* _Given request_: Copy, without any change, the lines running from the line with "Exercise. Mark the tree bark" up to and including the line with "pixel 97 32".

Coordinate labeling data
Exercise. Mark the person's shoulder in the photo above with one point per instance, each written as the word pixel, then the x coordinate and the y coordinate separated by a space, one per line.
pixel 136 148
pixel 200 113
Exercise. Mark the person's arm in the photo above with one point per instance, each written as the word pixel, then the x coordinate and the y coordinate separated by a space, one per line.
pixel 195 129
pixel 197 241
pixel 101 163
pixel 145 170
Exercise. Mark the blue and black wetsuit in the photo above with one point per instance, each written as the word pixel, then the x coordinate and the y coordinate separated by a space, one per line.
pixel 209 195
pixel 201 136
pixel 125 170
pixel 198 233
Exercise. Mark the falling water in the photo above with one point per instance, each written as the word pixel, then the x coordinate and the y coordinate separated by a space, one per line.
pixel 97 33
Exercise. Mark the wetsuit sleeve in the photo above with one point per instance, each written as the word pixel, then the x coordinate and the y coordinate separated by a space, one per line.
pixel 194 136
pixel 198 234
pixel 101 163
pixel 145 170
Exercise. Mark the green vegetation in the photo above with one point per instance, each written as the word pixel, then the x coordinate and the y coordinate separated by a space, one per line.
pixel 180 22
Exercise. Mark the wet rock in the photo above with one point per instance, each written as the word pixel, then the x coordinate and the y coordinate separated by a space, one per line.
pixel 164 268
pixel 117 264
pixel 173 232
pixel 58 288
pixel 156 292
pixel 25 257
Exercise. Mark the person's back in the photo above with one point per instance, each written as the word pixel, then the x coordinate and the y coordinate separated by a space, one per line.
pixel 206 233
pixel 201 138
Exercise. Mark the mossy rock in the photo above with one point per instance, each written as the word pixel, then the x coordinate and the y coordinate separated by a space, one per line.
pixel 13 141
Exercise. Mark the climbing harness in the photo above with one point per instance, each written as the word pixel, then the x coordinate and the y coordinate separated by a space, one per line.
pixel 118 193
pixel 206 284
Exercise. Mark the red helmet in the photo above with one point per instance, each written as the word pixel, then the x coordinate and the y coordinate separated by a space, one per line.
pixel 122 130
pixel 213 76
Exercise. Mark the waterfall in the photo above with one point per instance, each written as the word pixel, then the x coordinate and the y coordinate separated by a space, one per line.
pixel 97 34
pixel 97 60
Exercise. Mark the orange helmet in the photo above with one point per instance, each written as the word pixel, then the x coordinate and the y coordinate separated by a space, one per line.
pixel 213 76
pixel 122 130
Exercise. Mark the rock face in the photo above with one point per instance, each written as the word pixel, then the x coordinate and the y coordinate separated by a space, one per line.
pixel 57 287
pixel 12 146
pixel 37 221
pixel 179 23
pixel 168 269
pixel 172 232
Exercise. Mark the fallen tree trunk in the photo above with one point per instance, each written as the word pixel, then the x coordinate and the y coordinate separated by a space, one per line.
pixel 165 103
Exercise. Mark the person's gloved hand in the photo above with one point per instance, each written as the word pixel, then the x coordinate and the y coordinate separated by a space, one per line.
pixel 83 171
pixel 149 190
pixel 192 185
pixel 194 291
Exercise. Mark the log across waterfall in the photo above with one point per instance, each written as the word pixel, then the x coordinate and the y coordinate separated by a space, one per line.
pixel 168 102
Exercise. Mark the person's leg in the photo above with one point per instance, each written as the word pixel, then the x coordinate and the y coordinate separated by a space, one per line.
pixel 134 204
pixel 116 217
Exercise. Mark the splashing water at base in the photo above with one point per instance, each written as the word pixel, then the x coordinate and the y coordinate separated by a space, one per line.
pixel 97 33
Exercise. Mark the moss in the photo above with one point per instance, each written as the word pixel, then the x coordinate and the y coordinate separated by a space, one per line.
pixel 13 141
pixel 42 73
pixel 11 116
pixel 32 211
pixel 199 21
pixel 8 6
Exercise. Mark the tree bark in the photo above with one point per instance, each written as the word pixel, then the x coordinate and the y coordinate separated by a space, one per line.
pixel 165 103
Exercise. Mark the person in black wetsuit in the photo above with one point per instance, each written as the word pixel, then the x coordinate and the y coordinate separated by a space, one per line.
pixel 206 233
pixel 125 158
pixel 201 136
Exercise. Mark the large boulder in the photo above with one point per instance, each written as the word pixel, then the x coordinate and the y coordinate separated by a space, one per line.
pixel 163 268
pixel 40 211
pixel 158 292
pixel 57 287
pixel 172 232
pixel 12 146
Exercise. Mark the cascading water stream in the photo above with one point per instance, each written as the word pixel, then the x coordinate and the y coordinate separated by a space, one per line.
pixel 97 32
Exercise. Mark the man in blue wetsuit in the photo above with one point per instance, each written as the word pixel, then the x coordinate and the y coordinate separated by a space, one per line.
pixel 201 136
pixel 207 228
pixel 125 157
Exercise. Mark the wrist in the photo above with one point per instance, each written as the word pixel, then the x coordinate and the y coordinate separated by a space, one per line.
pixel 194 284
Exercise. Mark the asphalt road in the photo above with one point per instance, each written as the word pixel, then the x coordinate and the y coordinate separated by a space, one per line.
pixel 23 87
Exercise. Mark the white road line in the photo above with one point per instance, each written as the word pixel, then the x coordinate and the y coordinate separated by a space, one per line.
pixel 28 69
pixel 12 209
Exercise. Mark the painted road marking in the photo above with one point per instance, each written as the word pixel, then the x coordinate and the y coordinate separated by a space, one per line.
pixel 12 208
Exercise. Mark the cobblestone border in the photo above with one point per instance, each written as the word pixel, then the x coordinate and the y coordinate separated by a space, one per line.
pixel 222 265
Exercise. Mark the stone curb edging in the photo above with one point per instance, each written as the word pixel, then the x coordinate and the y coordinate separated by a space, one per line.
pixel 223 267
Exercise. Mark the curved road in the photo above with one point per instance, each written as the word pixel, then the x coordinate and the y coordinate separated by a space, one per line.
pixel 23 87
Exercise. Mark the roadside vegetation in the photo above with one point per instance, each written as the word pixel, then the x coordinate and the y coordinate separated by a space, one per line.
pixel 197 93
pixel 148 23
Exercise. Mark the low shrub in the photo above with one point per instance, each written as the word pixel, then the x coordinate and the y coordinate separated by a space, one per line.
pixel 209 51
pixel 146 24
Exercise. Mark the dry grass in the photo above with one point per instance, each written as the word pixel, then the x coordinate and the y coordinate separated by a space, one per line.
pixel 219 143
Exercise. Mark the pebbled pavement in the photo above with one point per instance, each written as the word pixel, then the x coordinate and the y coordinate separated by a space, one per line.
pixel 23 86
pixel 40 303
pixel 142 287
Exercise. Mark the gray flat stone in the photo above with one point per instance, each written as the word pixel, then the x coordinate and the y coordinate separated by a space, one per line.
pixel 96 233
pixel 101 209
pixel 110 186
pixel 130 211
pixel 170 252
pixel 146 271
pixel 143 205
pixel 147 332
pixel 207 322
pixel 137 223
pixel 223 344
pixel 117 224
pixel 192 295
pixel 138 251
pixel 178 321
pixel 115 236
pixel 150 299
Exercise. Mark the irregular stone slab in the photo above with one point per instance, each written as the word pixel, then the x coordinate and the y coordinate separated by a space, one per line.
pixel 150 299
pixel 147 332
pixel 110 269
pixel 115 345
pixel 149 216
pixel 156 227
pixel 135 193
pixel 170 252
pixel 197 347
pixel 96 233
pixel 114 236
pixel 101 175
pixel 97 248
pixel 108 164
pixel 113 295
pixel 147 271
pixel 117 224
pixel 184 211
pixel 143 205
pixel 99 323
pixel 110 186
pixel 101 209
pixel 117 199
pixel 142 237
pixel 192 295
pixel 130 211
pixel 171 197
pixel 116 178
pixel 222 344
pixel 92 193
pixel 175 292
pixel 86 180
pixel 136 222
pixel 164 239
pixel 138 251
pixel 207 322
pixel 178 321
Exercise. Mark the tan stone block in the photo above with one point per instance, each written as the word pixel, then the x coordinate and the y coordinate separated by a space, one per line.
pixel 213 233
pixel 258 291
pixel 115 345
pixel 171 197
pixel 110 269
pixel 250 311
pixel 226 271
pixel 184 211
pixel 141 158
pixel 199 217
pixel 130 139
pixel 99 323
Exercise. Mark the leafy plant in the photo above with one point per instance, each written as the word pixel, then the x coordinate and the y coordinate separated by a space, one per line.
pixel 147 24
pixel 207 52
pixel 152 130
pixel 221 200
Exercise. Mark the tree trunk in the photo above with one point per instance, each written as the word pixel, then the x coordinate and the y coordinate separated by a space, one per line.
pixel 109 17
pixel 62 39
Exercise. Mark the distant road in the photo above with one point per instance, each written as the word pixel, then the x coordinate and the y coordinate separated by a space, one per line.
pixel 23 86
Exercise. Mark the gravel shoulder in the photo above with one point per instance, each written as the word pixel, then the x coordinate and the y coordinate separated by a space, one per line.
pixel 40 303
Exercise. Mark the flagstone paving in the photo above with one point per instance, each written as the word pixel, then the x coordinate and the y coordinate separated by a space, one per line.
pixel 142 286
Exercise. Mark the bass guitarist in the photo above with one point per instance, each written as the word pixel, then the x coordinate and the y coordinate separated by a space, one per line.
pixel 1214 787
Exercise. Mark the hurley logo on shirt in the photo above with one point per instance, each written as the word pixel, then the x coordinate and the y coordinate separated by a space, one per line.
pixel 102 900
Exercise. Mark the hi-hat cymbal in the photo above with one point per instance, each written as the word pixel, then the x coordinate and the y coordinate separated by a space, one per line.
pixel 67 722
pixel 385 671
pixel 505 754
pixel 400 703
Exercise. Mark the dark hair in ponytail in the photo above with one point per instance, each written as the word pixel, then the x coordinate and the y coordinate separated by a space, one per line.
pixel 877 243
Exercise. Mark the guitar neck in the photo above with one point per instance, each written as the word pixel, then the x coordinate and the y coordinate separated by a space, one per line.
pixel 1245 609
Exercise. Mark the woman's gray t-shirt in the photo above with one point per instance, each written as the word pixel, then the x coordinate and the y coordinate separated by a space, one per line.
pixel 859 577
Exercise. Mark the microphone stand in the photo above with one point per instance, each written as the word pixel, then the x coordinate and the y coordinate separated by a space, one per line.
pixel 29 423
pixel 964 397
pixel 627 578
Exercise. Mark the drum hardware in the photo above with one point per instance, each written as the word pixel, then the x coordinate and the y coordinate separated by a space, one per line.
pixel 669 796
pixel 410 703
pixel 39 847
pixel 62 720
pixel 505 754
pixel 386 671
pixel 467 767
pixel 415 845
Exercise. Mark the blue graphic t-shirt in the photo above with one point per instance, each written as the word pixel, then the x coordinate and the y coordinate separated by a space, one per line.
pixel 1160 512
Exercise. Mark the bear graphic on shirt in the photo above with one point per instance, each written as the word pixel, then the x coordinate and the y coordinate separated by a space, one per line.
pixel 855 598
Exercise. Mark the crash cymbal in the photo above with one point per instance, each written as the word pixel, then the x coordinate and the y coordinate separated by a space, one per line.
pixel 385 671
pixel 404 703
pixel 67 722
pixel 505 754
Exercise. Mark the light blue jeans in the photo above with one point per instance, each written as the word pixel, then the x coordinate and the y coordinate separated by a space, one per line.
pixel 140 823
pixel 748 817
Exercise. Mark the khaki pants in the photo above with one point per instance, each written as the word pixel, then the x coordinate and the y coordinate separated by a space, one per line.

* _The output_:
Exercise. Mark the tree bark in the photo above with one point per instance, each written as the word pixel, then the x coordinate and the y coordinate separated by a space, one per line.
pixel 165 103
Exercise. Mark the person in black wetsuit in the photo above with one point per instance, each written as the word pixel, then the x coordinate and the y coordinate separated by a space, one per line.
pixel 206 233
pixel 125 158
pixel 201 136
Exercise. Mark the large boulder in the photo above with one point per instance, each written as the word pixel, then the x coordinate and the y coordinate separated by a space, one per line.
pixel 163 268
pixel 40 211
pixel 158 292
pixel 57 287
pixel 172 232
pixel 12 146
Exercise. Mark the cascading water stream in the photo above with one point per instance, each written as the word pixel, then the x coordinate and the y coordinate separated by a space, one per line.
pixel 97 32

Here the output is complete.